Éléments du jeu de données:
.....
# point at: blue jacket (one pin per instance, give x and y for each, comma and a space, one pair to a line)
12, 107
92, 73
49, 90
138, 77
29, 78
.....
Exercice:
Convertis toutes ces données en un CSV à deux colonnes, « consigne » et « réponse », avec une ligne par consigne. Mets le texte de la consigne et sa réponse chacun dans un seul champ entre guillemets, en remplaçant les sauts de ligne par des espaces.

Réponse attendue:
consigne,réponse
"# point at: blue jacket (one pin per instance, give x and y for each, comma and a space, one pair to a line)","12, 107 92, 73 49, 90 138, 77 29, 78"